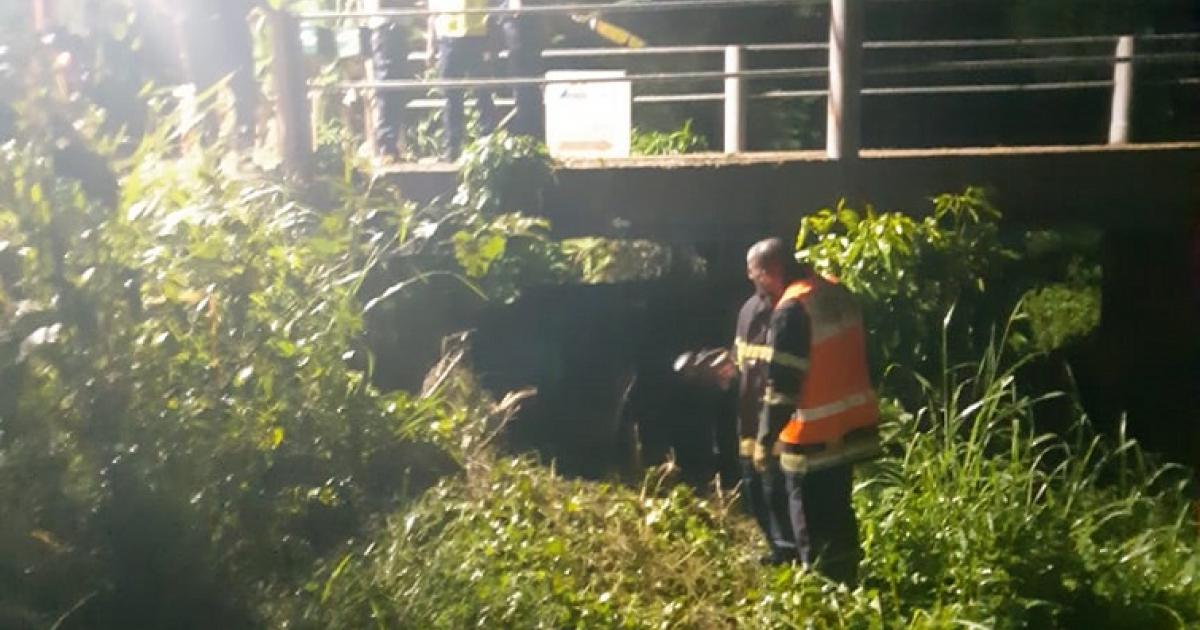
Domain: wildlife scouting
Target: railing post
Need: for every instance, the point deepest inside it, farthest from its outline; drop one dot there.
(1122, 91)
(843, 114)
(735, 102)
(292, 94)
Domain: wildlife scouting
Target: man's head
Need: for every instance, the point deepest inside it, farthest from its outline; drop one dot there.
(772, 267)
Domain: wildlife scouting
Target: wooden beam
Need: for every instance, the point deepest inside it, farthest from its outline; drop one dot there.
(1122, 91)
(844, 111)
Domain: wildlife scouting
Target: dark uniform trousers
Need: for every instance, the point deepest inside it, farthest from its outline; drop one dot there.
(462, 58)
(766, 496)
(388, 52)
(823, 523)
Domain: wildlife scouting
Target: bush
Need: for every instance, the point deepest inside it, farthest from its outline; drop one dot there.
(678, 142)
(186, 401)
(971, 520)
(910, 271)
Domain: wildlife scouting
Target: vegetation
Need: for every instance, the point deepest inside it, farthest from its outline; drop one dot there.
(190, 436)
(910, 271)
(970, 520)
(682, 141)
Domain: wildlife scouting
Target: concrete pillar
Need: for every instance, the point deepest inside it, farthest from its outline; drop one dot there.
(735, 102)
(292, 94)
(843, 118)
(1122, 91)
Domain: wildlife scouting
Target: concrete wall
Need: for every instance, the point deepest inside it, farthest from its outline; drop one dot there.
(707, 198)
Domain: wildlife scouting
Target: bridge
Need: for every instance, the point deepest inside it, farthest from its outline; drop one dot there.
(1144, 195)
(742, 192)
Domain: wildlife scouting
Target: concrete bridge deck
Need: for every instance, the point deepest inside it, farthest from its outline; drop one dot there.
(705, 197)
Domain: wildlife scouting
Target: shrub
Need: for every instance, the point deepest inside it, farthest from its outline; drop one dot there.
(971, 520)
(682, 141)
(909, 271)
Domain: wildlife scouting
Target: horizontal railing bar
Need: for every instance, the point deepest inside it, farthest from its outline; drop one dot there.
(415, 84)
(564, 9)
(699, 97)
(563, 53)
(801, 72)
(1005, 64)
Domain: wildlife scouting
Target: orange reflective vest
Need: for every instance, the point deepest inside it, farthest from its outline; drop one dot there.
(835, 396)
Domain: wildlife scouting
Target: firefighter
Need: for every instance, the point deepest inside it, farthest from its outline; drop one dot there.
(820, 414)
(763, 490)
(523, 39)
(457, 40)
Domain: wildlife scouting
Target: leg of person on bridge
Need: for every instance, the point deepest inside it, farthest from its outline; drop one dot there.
(462, 58)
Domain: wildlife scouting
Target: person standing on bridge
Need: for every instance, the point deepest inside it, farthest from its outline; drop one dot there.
(457, 41)
(820, 413)
(523, 40)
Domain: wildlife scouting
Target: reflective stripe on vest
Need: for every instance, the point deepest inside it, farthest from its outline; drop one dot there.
(837, 395)
(451, 23)
(747, 352)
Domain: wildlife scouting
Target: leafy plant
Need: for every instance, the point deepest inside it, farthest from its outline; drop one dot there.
(678, 142)
(971, 520)
(910, 270)
(183, 361)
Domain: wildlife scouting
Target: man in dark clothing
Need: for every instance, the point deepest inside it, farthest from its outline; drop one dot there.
(388, 51)
(525, 39)
(823, 522)
(765, 491)
(457, 36)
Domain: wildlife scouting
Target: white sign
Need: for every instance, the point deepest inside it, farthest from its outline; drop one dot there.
(588, 119)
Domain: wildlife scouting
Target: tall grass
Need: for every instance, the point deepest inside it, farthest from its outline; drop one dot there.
(970, 521)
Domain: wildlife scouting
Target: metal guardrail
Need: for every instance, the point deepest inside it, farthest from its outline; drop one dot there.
(843, 75)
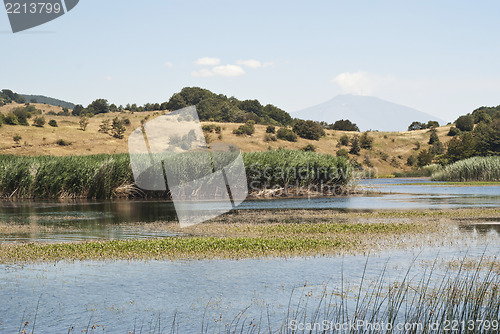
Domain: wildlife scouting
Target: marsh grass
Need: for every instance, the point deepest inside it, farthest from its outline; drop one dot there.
(110, 176)
(464, 299)
(473, 169)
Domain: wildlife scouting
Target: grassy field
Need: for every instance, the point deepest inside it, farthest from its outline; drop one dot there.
(389, 154)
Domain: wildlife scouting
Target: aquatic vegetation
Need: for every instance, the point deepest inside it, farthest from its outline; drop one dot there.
(473, 169)
(110, 176)
(460, 301)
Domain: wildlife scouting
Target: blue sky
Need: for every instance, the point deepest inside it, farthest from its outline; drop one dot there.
(441, 57)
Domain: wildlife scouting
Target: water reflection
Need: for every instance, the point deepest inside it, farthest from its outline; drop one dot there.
(103, 219)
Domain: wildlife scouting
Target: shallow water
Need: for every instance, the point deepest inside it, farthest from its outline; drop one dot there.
(103, 219)
(122, 295)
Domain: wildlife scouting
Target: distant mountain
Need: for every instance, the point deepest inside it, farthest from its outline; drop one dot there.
(48, 100)
(368, 112)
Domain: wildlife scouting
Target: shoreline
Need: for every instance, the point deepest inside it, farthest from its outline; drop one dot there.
(262, 234)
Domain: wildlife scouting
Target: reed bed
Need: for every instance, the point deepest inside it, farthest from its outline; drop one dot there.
(110, 176)
(473, 169)
(460, 301)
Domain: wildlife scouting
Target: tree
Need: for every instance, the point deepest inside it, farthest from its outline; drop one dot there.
(355, 147)
(99, 106)
(84, 122)
(487, 136)
(343, 153)
(286, 134)
(411, 161)
(344, 125)
(465, 123)
(277, 114)
(105, 126)
(246, 129)
(252, 106)
(417, 126)
(461, 147)
(39, 121)
(432, 124)
(22, 114)
(453, 132)
(308, 129)
(118, 128)
(77, 110)
(424, 158)
(309, 148)
(365, 141)
(434, 138)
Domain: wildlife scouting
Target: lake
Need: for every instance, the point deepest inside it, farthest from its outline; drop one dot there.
(122, 296)
(103, 219)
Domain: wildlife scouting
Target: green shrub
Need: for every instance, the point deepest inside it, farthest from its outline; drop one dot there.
(365, 141)
(465, 123)
(343, 153)
(411, 161)
(286, 134)
(39, 121)
(473, 169)
(424, 158)
(355, 147)
(17, 139)
(309, 148)
(11, 119)
(269, 137)
(308, 129)
(453, 132)
(344, 125)
(271, 129)
(434, 138)
(118, 128)
(344, 140)
(246, 129)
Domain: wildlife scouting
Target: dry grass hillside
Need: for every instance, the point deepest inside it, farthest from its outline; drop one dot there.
(389, 153)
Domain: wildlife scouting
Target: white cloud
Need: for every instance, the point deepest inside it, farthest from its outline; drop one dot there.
(252, 63)
(203, 73)
(223, 71)
(228, 70)
(359, 83)
(207, 61)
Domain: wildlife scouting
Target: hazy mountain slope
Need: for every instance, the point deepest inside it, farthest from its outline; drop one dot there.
(369, 113)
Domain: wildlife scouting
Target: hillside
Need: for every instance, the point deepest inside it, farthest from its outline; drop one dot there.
(368, 112)
(389, 153)
(48, 100)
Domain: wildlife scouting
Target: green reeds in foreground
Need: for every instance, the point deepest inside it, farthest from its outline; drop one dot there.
(109, 176)
(473, 169)
(454, 301)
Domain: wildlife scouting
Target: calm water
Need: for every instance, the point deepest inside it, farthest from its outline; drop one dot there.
(123, 295)
(102, 220)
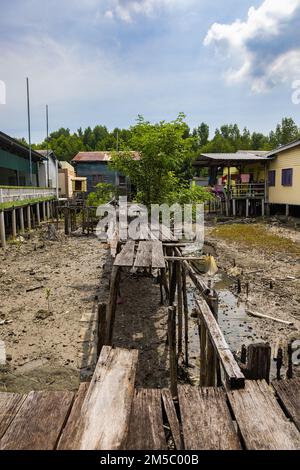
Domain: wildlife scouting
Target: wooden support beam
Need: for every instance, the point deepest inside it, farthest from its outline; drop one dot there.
(21, 217)
(14, 224)
(112, 303)
(172, 349)
(234, 376)
(179, 307)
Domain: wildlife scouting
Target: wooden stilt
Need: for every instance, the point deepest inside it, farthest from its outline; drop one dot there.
(172, 349)
(112, 303)
(2, 230)
(21, 217)
(179, 306)
(102, 326)
(14, 224)
(186, 317)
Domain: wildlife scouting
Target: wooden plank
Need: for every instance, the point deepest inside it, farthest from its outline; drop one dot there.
(126, 256)
(206, 420)
(9, 406)
(39, 421)
(146, 430)
(289, 393)
(234, 376)
(71, 428)
(158, 260)
(261, 421)
(172, 418)
(2, 353)
(104, 419)
(143, 257)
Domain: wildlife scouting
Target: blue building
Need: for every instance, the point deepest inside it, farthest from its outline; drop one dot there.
(95, 167)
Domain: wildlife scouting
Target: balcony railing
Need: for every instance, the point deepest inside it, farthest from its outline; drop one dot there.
(247, 190)
(21, 194)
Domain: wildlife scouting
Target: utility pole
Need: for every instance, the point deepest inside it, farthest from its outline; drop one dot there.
(47, 130)
(29, 131)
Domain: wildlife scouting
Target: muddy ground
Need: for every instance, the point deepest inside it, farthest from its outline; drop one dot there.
(45, 289)
(44, 343)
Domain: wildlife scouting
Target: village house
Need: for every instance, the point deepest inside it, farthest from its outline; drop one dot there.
(69, 183)
(284, 178)
(95, 167)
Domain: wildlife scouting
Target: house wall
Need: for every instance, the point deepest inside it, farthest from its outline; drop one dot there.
(286, 194)
(96, 172)
(43, 173)
(14, 170)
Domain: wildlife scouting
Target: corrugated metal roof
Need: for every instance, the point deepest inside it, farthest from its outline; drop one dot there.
(232, 156)
(282, 148)
(97, 156)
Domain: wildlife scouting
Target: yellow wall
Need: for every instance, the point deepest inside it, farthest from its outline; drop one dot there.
(286, 194)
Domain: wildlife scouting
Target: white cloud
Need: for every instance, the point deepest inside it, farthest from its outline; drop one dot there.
(264, 49)
(126, 10)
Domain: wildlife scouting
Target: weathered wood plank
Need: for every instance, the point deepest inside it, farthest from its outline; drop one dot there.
(260, 419)
(206, 420)
(126, 256)
(143, 257)
(9, 406)
(158, 260)
(146, 430)
(104, 419)
(289, 393)
(71, 428)
(2, 353)
(39, 421)
(172, 418)
(234, 376)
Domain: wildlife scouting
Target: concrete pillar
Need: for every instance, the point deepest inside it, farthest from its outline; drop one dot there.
(38, 217)
(14, 223)
(2, 230)
(287, 210)
(28, 218)
(247, 207)
(21, 214)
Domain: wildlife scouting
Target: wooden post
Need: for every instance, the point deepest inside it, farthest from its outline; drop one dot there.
(102, 325)
(38, 217)
(172, 349)
(2, 230)
(179, 305)
(21, 217)
(67, 220)
(28, 217)
(247, 207)
(203, 363)
(259, 361)
(186, 317)
(112, 303)
(289, 372)
(279, 361)
(14, 224)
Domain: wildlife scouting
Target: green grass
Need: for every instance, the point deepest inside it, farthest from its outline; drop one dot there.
(256, 236)
(23, 202)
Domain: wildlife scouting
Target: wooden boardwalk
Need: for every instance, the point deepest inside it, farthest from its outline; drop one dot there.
(108, 413)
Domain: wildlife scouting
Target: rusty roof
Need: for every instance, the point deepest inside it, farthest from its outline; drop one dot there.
(97, 156)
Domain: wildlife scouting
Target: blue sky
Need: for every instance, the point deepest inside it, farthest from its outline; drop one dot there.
(106, 61)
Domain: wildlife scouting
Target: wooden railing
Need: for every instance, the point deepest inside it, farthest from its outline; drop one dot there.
(245, 190)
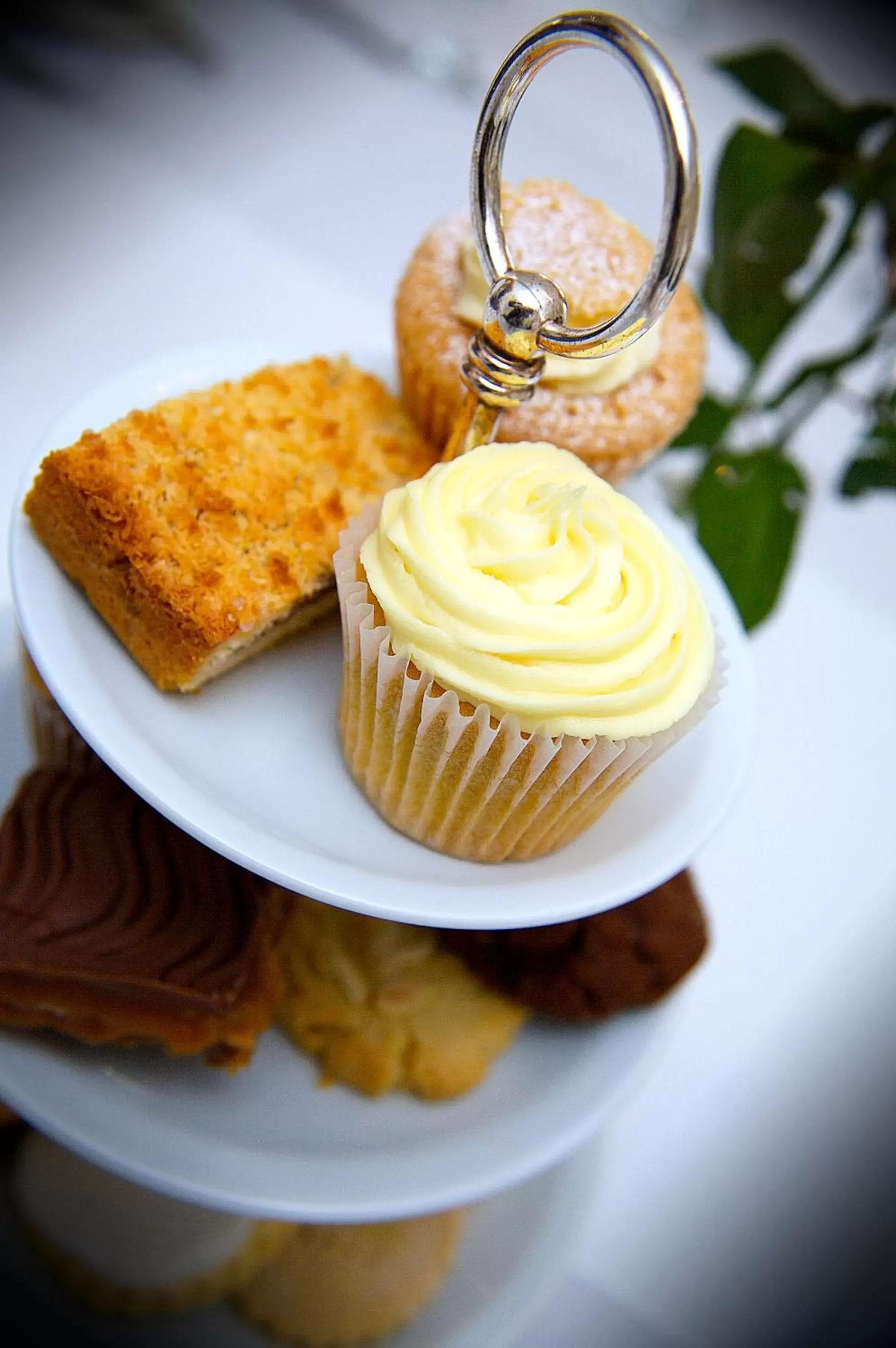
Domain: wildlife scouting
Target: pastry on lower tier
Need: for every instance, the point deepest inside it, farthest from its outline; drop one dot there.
(337, 1286)
(54, 738)
(613, 412)
(118, 928)
(204, 529)
(594, 967)
(126, 1250)
(385, 1009)
(520, 642)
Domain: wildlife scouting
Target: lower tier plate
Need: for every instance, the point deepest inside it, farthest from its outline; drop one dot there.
(271, 1142)
(516, 1250)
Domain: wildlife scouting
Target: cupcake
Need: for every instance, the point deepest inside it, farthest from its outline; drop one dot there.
(348, 1285)
(385, 1009)
(613, 412)
(124, 1250)
(519, 643)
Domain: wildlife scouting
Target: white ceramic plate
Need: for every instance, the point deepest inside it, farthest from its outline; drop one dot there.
(273, 1144)
(515, 1251)
(253, 765)
(270, 1142)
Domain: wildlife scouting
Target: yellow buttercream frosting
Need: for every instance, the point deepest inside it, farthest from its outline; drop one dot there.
(586, 375)
(518, 577)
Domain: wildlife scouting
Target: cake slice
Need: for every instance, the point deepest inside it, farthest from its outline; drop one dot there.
(204, 529)
(119, 928)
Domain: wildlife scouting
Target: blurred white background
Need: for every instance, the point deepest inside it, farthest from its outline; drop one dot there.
(750, 1189)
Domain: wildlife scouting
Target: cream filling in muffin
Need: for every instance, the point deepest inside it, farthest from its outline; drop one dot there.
(586, 375)
(124, 1234)
(519, 579)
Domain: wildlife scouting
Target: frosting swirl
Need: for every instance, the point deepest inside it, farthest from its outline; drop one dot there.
(586, 375)
(518, 577)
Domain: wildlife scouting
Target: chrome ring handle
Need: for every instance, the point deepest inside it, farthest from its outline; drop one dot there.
(681, 197)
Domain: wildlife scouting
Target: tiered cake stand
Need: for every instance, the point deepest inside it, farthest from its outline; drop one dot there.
(253, 767)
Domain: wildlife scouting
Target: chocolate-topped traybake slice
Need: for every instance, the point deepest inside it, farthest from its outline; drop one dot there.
(119, 928)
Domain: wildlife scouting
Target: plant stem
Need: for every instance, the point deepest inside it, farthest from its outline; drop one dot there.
(743, 399)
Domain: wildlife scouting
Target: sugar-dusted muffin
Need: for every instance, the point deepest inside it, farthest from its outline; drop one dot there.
(118, 928)
(124, 1250)
(204, 529)
(594, 967)
(615, 412)
(337, 1286)
(53, 736)
(520, 642)
(385, 1009)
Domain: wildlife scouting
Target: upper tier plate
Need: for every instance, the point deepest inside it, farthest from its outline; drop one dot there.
(253, 765)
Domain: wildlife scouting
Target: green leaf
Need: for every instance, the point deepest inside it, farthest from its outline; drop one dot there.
(748, 510)
(812, 114)
(868, 474)
(706, 426)
(876, 468)
(825, 371)
(766, 220)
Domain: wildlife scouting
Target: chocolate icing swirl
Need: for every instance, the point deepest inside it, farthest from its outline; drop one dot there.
(98, 885)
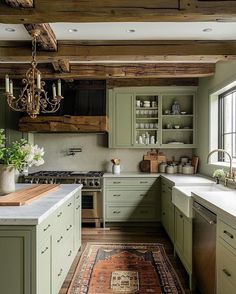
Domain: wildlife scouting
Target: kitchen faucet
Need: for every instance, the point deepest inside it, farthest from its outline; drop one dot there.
(230, 176)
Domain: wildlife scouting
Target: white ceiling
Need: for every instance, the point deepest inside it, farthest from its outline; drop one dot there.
(119, 31)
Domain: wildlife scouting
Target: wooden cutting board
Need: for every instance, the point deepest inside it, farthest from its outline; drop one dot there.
(27, 195)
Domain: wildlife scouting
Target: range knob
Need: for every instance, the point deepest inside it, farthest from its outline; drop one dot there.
(84, 183)
(97, 183)
(91, 183)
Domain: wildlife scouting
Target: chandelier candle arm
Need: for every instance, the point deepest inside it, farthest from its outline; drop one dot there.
(11, 87)
(33, 99)
(59, 87)
(7, 84)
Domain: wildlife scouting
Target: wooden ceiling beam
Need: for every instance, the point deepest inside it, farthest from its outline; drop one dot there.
(110, 71)
(119, 11)
(121, 52)
(61, 65)
(47, 39)
(20, 3)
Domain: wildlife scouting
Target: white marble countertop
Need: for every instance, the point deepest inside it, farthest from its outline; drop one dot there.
(131, 175)
(177, 179)
(35, 212)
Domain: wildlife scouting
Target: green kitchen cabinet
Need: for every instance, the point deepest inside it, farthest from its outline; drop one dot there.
(183, 240)
(121, 124)
(15, 260)
(141, 117)
(36, 259)
(167, 208)
(132, 199)
(226, 256)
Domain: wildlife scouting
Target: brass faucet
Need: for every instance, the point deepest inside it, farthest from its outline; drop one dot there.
(230, 175)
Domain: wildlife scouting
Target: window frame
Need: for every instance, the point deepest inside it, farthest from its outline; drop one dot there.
(221, 124)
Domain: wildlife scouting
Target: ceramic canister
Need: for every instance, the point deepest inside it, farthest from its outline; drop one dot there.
(162, 167)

◇ ◇ ◇ ◇ ◇ ◇ ◇

What you have to do: The answer should contain only the lines from the start of the records above through the line with "Target: man's head", copied exactly, and no pictures.

Reply to the exercise:
Domain: wildlife scouting
Target: railing post
Need: for every instance, the point deepest inside it, farthest from its outline; drop one dot there.
(1122, 91)
(843, 114)
(735, 102)
(292, 94)
Domain: wildlife scouting
Target: man's head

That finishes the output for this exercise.